Copy the records below word for word, from the line with "If you could mark the double" up to and including the last line of the records. Leave the pictures out of your copy.

==== Entries provided

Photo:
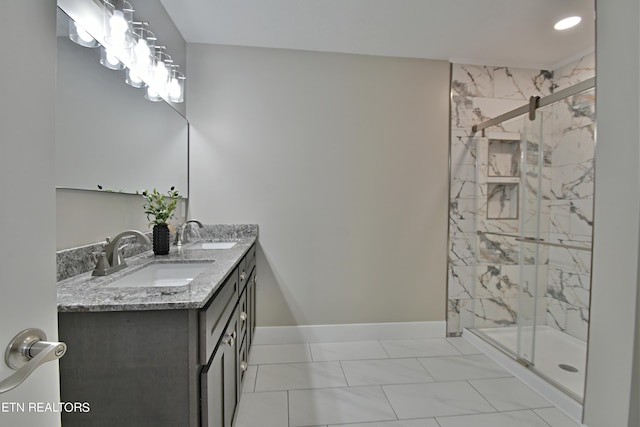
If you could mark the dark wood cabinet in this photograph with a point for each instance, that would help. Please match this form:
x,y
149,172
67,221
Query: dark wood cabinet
x,y
174,367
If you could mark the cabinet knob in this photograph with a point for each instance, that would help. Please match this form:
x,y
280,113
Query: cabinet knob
x,y
229,339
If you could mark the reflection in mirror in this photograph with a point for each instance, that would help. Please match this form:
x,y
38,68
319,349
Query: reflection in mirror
x,y
108,137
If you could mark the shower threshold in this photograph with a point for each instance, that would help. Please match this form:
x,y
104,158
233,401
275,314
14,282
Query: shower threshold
x,y
553,348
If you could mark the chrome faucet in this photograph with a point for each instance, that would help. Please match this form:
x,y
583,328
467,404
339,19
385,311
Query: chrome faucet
x,y
111,259
180,237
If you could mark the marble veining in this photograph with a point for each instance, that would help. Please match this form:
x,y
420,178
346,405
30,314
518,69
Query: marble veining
x,y
487,273
84,292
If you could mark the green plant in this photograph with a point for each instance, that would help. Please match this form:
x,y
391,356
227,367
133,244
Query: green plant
x,y
160,206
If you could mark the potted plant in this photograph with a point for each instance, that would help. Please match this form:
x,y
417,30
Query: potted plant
x,y
160,209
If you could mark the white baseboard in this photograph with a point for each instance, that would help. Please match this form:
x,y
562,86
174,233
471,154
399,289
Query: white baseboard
x,y
349,332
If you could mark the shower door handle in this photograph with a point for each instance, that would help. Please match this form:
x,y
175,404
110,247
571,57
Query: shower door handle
x,y
28,350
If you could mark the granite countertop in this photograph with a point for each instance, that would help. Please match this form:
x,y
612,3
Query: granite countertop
x,y
88,293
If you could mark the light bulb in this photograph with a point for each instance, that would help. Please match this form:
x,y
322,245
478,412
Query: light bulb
x,y
84,36
142,52
567,23
161,73
112,59
118,26
135,78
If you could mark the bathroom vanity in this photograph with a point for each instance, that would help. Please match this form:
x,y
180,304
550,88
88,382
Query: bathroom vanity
x,y
160,355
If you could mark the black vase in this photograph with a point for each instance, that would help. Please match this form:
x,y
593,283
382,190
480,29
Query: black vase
x,y
161,239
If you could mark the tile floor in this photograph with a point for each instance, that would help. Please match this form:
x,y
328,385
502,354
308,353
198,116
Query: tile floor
x,y
440,382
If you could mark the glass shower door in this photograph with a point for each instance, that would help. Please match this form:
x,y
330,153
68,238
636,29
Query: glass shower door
x,y
529,254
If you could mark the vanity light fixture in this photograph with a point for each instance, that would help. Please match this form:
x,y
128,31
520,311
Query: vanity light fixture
x,y
157,87
109,59
117,22
566,23
125,44
80,36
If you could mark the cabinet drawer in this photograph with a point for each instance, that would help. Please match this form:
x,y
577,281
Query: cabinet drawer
x,y
218,383
214,318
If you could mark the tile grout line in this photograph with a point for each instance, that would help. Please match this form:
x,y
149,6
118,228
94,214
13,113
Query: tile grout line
x,y
482,395
389,402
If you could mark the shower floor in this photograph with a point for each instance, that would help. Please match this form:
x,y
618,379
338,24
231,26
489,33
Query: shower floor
x,y
552,348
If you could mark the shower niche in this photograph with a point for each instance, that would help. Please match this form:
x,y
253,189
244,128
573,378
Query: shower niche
x,y
503,177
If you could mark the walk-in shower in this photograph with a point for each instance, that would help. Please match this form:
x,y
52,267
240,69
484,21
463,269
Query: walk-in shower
x,y
521,228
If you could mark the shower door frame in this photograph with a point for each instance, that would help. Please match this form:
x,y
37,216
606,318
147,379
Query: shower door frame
x,y
535,103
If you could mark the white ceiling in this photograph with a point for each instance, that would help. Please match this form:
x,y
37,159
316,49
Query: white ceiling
x,y
492,32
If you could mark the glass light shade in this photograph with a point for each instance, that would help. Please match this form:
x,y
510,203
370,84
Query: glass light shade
x,y
133,79
143,51
566,23
160,73
78,35
109,59
176,86
117,23
152,95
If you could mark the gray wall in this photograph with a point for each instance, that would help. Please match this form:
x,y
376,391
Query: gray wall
x,y
609,400
342,160
27,262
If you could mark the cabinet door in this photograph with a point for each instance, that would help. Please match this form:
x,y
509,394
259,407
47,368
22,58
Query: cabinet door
x,y
218,381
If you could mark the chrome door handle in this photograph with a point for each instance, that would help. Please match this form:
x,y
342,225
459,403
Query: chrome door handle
x,y
28,350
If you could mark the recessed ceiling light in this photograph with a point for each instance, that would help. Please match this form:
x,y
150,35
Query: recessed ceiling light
x,y
566,23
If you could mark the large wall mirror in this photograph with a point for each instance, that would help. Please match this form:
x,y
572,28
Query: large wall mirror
x,y
108,136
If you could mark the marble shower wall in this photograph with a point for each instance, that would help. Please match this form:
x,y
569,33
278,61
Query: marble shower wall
x,y
485,270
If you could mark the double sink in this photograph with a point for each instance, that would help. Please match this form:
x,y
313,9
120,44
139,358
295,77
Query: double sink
x,y
169,274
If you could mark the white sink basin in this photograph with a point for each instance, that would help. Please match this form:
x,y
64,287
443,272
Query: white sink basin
x,y
160,275
213,245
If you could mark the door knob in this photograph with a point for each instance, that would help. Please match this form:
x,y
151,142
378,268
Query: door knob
x,y
28,350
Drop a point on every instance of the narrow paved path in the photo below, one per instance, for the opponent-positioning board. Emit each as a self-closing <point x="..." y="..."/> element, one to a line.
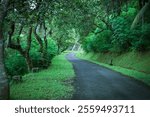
<point x="96" y="82"/>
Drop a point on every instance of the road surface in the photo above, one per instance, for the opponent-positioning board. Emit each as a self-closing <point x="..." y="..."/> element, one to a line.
<point x="94" y="82"/>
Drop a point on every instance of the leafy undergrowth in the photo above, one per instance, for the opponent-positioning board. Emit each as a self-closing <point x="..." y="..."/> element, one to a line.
<point x="145" y="77"/>
<point x="47" y="84"/>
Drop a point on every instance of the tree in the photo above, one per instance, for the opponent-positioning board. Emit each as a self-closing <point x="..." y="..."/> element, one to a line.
<point x="4" y="86"/>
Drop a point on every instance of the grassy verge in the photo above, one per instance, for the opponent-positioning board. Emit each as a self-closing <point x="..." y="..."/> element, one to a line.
<point x="52" y="83"/>
<point x="131" y="73"/>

========

**Reply**
If you could mark the double sink in this photograph with a point for each instance, that would help. Please match this form:
x,y
313,9
120,44
139,358
295,77
Query: double sink
x,y
169,274
If you could mark the white sink basin in this photograph with a point for each instance, that would help. Please match this form:
x,y
64,287
443,272
Query: white sink basin
x,y
160,275
213,245
If you could mark the door knob in this photograph with a point for each instance, that would help. Please match this form:
x,y
151,142
378,268
Query: door knob
x,y
28,350
Drop a point on every instance of the narrow paved path in the photo below, one per instance, for the opponent-positioning board. Emit each as a self-closing <point x="..." y="..."/> element, one to a line.
<point x="96" y="82"/>
Drop a point on every instance of the road surface in the photo above, one per instance, for the opponent-positioning board. Emit each as a self-closing <point x="..." y="..."/> element, one to a line.
<point x="94" y="82"/>
Drop a point on every instance of the leafy undergrowth in the photo above, one per instance, for the opponent-positioning board. Emit each as a self-closing <point x="..." y="..."/> element, one to a line.
<point x="145" y="77"/>
<point x="47" y="84"/>
Drop a point on every instance of the tree in the photo above, one per instance, for the opponent-positioning board. Emit each as a self-closing <point x="..." y="..."/> element, one to a line.
<point x="4" y="86"/>
Drop a point on every instance of the grassy verge in the photo above, one per instance, for the opponent-positioning board. Emit each as a self-closing <point x="..." y="..."/> element, one to a line.
<point x="52" y="83"/>
<point x="131" y="73"/>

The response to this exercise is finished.